Task details.
Transcribe word for word the lines spanning the line with "Point to the short sleeve." through the end of the records.
[Start Information supplied]
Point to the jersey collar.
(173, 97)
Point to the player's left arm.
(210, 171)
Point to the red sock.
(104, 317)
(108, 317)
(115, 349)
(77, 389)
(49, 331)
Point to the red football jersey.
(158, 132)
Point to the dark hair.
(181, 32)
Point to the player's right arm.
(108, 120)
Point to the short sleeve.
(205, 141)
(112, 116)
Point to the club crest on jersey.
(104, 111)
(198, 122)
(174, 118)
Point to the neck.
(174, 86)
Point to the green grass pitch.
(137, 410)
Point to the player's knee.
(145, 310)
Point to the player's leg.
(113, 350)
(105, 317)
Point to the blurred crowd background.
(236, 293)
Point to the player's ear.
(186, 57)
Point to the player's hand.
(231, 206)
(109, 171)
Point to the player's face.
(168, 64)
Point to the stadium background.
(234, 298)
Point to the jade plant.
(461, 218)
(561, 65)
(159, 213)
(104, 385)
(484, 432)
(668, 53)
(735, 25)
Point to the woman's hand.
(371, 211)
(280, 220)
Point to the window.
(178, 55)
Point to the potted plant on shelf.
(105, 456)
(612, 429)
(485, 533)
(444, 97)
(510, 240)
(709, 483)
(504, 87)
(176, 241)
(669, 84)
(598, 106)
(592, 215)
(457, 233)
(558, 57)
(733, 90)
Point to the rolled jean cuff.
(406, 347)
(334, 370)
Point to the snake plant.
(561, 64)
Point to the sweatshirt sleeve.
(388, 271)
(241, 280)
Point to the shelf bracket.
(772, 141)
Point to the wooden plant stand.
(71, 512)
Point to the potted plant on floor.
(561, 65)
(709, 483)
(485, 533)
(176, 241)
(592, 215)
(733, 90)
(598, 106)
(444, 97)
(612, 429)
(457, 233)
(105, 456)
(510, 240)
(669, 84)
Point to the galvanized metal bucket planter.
[End Information supplied]
Solution.
Point to the short sleeve.
(205, 141)
(112, 116)
Point to the club crest on jersey.
(104, 111)
(198, 122)
(174, 118)
Point to the neck.
(174, 86)
Point to the green grass pitch.
(137, 410)
Point to the player's knee.
(145, 310)
Point to the player's leg.
(113, 350)
(105, 317)
Point to the blurred crowd background.
(236, 293)
Point to the player's ear.
(186, 57)
Point to the player's hand.
(231, 206)
(109, 171)
Point to the player's face.
(168, 64)
Point to the stadium background.
(234, 298)
Point to the jade plant.
(461, 218)
(561, 65)
(159, 213)
(104, 385)
(484, 432)
(668, 53)
(735, 25)
Point to the woman's hand.
(371, 211)
(280, 220)
Point to the window.
(178, 55)
Point to the potted plant on shelf.
(105, 456)
(612, 429)
(485, 533)
(444, 97)
(510, 240)
(709, 483)
(504, 87)
(176, 241)
(669, 84)
(598, 106)
(592, 215)
(457, 233)
(558, 57)
(733, 90)
Point to the rolled jean cuff.
(406, 347)
(334, 370)
Point to the snake plant.
(561, 64)
Point to the sweatshirt sleeve.
(388, 271)
(241, 280)
Point to the shelf bracket.
(772, 141)
Point to the wooden plant stand.
(71, 512)
Point to the potted plant on floor.
(561, 65)
(709, 483)
(485, 533)
(176, 241)
(592, 215)
(733, 90)
(598, 106)
(444, 97)
(612, 429)
(457, 233)
(105, 456)
(510, 240)
(669, 84)
Point to the galvanized metal bucket planter.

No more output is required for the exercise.